THE DATA Block Start
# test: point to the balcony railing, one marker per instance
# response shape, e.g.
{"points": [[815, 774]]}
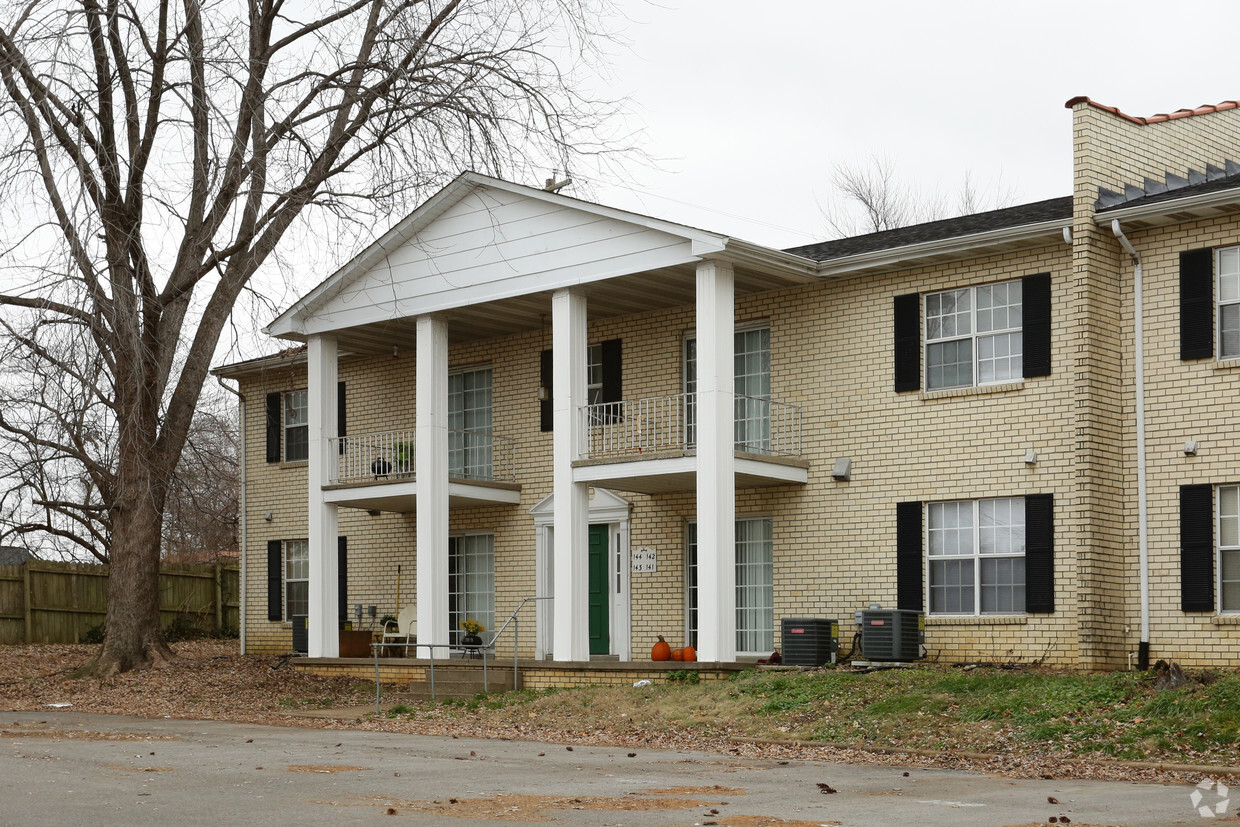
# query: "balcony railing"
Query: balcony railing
{"points": [[386, 455], [635, 427]]}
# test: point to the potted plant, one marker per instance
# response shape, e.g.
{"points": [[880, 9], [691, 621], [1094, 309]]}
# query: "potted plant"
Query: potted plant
{"points": [[473, 631]]}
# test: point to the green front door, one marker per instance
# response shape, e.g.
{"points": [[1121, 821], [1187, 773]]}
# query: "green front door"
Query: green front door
{"points": [[600, 632]]}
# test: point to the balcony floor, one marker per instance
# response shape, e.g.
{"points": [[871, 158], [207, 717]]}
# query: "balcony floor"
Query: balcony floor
{"points": [[399, 494], [670, 471]]}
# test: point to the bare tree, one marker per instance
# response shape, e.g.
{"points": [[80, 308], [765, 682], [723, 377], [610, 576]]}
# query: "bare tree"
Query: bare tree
{"points": [[154, 155], [873, 197], [200, 518]]}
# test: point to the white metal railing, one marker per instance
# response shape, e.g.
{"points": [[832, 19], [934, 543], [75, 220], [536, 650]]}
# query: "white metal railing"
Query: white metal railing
{"points": [[668, 423], [389, 455], [377, 455]]}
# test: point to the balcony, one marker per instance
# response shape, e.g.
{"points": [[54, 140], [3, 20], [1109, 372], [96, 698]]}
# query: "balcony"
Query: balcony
{"points": [[649, 445], [377, 470]]}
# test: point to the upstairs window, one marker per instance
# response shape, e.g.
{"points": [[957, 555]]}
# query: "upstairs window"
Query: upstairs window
{"points": [[1229, 301], [974, 336]]}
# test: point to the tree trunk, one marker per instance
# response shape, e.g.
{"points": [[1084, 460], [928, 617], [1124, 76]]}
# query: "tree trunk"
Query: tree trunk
{"points": [[134, 639]]}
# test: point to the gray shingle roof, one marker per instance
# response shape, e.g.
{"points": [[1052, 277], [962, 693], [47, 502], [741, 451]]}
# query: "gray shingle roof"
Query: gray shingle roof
{"points": [[933, 231]]}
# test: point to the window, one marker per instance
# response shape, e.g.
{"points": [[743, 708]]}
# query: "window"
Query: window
{"points": [[753, 388], [296, 578], [1229, 301], [1229, 548], [974, 336], [469, 424], [755, 590], [976, 557], [470, 583], [296, 427]]}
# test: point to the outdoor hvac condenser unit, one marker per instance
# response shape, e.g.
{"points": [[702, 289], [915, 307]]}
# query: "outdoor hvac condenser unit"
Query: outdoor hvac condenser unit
{"points": [[809, 641], [300, 634], [890, 634]]}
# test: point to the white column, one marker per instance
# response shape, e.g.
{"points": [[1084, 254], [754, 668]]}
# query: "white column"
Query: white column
{"points": [[324, 639], [430, 465], [716, 464], [571, 640]]}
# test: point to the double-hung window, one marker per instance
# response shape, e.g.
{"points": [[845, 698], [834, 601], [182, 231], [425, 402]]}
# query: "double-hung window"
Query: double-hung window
{"points": [[755, 590], [974, 336], [752, 365], [1228, 290], [296, 578], [470, 583], [1229, 548], [469, 424], [976, 557], [296, 427]]}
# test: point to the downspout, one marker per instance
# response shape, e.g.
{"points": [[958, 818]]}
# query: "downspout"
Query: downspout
{"points": [[241, 505], [1142, 508]]}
THE DATA Block End
THE TASK ▸ Copy out the line holding "Query: double-hung window". Then copy every later line of the data, unchanged, through the last one.

EXERCISE RESULT ▸
Query: double-hung window
{"points": [[755, 590], [974, 336], [752, 365], [1228, 290], [296, 578], [470, 583], [1229, 548], [469, 424], [976, 557], [296, 427]]}
# test: point to the downspout, one marker per instance
# response shape, e.g.
{"points": [[958, 818]]}
# query: "downspout"
Query: downspout
{"points": [[241, 505], [1142, 508]]}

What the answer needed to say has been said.